What you need to do: Locate each line in the rows below that contains the string "bumper", and copy those lines in full.

[Image box annotation records]

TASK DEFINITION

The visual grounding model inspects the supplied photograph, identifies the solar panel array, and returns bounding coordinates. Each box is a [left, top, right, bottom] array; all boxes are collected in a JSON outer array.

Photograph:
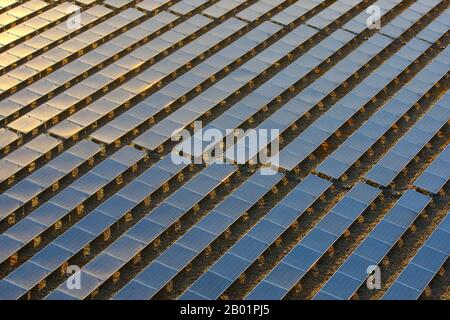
[[0, 0, 450, 300]]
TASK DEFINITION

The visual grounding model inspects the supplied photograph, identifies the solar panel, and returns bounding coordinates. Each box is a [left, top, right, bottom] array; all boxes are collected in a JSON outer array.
[[317, 46, 448, 179], [383, 214, 450, 300], [414, 145, 450, 194], [113, 171, 282, 299], [0, 0, 449, 300], [313, 190, 431, 300], [366, 92, 450, 187], [180, 175, 331, 299]]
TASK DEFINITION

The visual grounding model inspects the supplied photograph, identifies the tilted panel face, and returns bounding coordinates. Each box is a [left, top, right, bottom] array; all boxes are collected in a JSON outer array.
[[0, 0, 450, 300]]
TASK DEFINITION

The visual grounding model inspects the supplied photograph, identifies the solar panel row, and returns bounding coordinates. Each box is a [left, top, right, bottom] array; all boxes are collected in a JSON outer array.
[[0, 140, 102, 225], [279, 1, 446, 170], [180, 175, 331, 300], [91, 22, 280, 144], [113, 170, 283, 299], [47, 164, 236, 299], [383, 214, 450, 300], [178, 0, 402, 160], [0, 146, 145, 299], [366, 90, 450, 187], [0, 2, 77, 55], [414, 145, 450, 194], [0, 0, 450, 300], [0, 146, 144, 262], [246, 183, 381, 300], [313, 190, 431, 300]]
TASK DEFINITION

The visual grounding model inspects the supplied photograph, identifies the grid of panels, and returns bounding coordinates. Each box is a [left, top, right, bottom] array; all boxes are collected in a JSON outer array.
[[0, 140, 102, 228], [0, 7, 149, 134], [45, 18, 250, 137], [180, 175, 331, 300], [366, 90, 450, 187], [113, 170, 283, 299], [383, 213, 450, 300], [0, 0, 449, 299], [317, 45, 450, 179], [0, 146, 145, 300], [246, 183, 381, 300], [91, 22, 280, 144], [0, 134, 60, 185], [0, 0, 49, 28], [158, 0, 384, 158], [47, 164, 236, 300], [313, 190, 431, 300], [0, 2, 79, 53], [220, 0, 416, 165], [414, 145, 450, 194]]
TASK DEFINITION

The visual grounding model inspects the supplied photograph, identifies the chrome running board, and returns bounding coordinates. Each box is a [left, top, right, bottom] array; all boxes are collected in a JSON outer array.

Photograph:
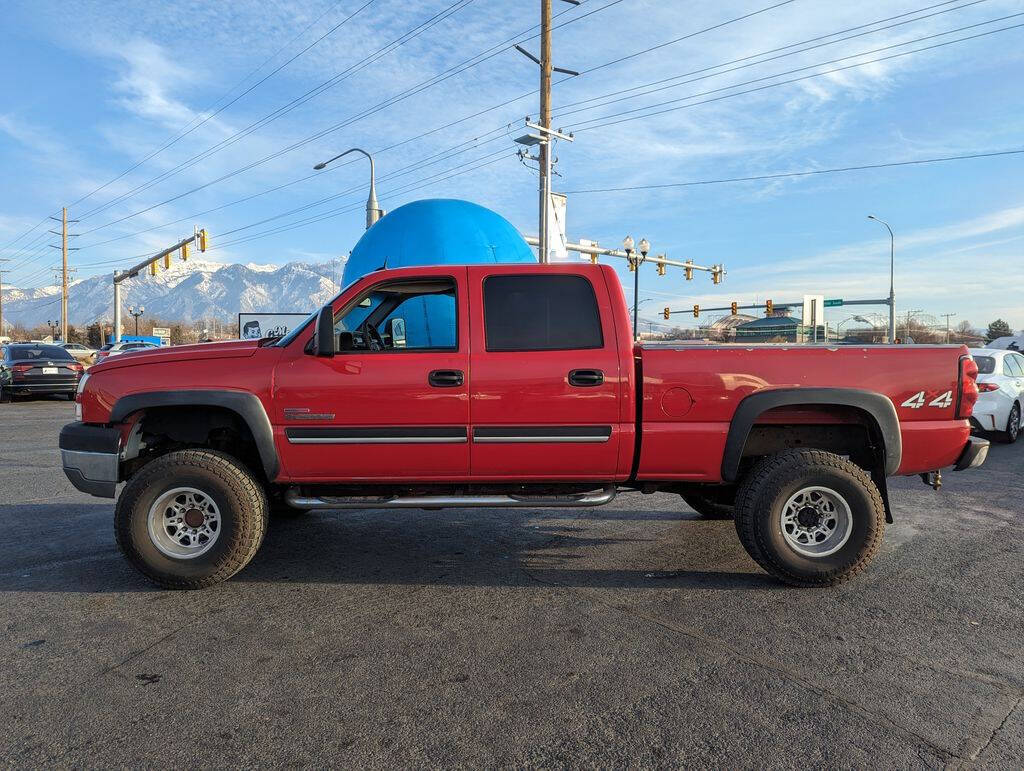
[[285, 484, 617, 509]]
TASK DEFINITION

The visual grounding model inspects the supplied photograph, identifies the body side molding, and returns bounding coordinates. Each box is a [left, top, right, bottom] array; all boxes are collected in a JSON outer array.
[[722, 388, 903, 482], [111, 389, 281, 481]]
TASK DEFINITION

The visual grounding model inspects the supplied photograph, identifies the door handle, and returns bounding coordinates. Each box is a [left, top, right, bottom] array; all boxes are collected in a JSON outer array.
[[569, 370, 604, 388], [427, 370, 466, 388]]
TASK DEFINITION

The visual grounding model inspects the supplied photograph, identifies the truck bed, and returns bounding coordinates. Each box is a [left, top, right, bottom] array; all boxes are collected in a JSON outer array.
[[635, 344, 970, 481]]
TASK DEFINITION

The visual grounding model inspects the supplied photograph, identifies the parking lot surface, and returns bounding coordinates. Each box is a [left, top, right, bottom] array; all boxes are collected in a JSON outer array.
[[0, 401, 1024, 768]]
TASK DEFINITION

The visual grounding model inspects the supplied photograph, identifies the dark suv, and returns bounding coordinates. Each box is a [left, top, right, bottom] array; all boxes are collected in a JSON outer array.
[[0, 343, 85, 401]]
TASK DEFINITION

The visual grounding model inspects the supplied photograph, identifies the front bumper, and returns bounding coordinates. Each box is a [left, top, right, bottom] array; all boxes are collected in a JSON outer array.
[[7, 380, 78, 394], [59, 422, 121, 498], [953, 436, 989, 471]]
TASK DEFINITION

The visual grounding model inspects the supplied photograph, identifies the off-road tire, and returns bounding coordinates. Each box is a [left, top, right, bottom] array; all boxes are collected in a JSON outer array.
[[1001, 404, 1021, 444], [114, 449, 268, 589], [734, 449, 886, 587], [680, 492, 733, 519]]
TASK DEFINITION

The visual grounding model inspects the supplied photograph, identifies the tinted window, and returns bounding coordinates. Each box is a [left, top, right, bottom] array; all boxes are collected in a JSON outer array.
[[10, 345, 72, 361], [483, 275, 604, 351], [974, 356, 995, 375]]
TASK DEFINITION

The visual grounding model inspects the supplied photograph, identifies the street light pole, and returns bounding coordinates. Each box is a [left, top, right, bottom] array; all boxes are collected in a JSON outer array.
[[128, 305, 145, 337], [313, 147, 384, 230], [867, 214, 896, 345]]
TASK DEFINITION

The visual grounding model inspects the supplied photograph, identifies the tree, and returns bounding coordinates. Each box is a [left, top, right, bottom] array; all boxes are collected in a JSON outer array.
[[985, 318, 1014, 343]]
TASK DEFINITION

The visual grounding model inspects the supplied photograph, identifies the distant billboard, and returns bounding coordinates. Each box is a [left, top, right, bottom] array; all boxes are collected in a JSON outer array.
[[239, 313, 309, 340]]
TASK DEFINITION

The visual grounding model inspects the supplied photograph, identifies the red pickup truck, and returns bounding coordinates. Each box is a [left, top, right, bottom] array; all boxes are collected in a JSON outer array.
[[60, 264, 988, 588]]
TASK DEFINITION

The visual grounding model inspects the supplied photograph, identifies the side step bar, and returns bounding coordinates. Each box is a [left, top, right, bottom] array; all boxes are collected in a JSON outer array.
[[285, 484, 617, 509]]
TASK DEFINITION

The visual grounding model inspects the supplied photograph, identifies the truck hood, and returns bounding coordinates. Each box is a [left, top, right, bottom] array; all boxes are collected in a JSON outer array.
[[89, 340, 259, 374]]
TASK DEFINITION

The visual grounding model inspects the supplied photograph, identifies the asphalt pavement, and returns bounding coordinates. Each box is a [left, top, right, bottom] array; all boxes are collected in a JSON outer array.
[[0, 401, 1024, 769]]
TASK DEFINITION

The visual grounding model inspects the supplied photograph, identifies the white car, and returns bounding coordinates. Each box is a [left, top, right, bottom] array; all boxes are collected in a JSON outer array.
[[93, 340, 160, 365], [57, 343, 96, 365], [971, 348, 1024, 442]]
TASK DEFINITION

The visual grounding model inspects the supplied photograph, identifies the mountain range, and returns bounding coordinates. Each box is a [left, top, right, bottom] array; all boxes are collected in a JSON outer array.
[[3, 259, 339, 330]]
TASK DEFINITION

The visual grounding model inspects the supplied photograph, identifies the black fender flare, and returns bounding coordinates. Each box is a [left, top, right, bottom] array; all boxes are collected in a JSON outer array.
[[722, 388, 903, 482], [111, 389, 281, 481]]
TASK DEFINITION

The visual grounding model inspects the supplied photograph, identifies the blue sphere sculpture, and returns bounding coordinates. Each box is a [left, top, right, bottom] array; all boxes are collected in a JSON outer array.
[[342, 199, 537, 347]]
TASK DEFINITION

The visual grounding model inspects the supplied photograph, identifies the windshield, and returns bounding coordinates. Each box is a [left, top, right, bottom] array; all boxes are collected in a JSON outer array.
[[974, 356, 995, 375], [10, 345, 72, 361]]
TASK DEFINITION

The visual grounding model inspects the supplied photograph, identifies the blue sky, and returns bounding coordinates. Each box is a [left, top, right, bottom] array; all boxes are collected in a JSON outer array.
[[0, 0, 1024, 329]]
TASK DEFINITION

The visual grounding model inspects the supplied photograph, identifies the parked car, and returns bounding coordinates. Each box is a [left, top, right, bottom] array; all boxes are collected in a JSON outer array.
[[0, 343, 85, 401], [58, 343, 96, 365], [92, 340, 160, 363], [59, 263, 989, 589], [971, 348, 1024, 443]]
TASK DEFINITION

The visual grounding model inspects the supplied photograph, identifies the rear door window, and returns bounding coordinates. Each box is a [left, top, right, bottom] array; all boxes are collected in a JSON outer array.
[[483, 274, 604, 351], [974, 356, 995, 375], [10, 345, 72, 361]]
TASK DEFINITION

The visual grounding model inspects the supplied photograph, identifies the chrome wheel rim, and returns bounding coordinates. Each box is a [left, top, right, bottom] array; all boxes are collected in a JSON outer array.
[[779, 486, 853, 558], [148, 487, 221, 559]]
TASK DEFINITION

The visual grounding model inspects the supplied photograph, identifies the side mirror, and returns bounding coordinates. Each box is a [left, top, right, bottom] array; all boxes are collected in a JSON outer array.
[[313, 305, 334, 356], [385, 316, 407, 348]]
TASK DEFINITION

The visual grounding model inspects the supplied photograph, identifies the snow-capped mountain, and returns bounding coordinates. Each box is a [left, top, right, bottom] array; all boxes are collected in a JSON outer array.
[[3, 259, 338, 329]]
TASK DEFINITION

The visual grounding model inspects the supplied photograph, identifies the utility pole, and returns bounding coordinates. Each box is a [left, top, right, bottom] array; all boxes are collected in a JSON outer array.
[[0, 257, 9, 337], [538, 0, 551, 262], [50, 206, 78, 343], [515, 0, 580, 263], [939, 313, 956, 345]]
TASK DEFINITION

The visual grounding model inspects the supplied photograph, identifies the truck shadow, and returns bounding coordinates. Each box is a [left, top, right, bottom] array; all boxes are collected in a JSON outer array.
[[0, 504, 778, 593]]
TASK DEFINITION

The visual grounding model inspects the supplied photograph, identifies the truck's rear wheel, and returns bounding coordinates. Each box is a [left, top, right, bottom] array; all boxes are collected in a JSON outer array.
[[114, 449, 267, 589], [735, 449, 885, 587]]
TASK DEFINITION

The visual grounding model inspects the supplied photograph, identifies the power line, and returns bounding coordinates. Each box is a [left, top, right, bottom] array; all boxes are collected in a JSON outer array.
[[71, 0, 377, 211], [77, 0, 475, 222], [580, 0, 798, 75], [558, 0, 988, 118], [565, 149, 1024, 196], [75, 0, 623, 234], [573, 12, 1024, 132], [16, 0, 802, 262]]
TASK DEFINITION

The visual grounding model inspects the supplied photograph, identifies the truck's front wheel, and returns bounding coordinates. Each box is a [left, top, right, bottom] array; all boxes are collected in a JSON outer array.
[[735, 449, 885, 587], [114, 449, 267, 589]]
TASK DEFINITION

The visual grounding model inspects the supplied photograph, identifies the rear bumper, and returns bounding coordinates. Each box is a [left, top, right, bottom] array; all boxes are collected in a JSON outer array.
[[7, 378, 78, 393], [953, 436, 989, 471], [59, 422, 121, 498]]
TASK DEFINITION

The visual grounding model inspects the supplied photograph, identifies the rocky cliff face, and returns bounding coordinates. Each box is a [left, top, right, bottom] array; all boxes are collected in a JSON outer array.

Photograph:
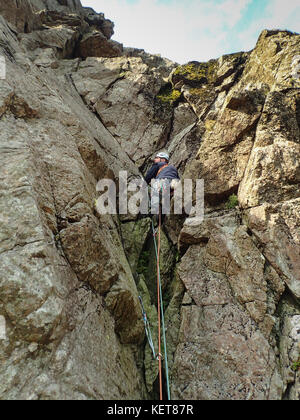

Solution for this exercise:
The visual grounding model inspects the supplied photograph, identifies the front bumper, and returns bounding coordinates. Each box is a [left, top, right, bottom] array; all boxes are collected in a JSON outer array.
The visual grounding model inspects the supplied photograph, identifies the rear bumper, and returns bounding coordinates. Each box is a [left, top, right, bottom] array; all boxes are collected in a JSON outer array.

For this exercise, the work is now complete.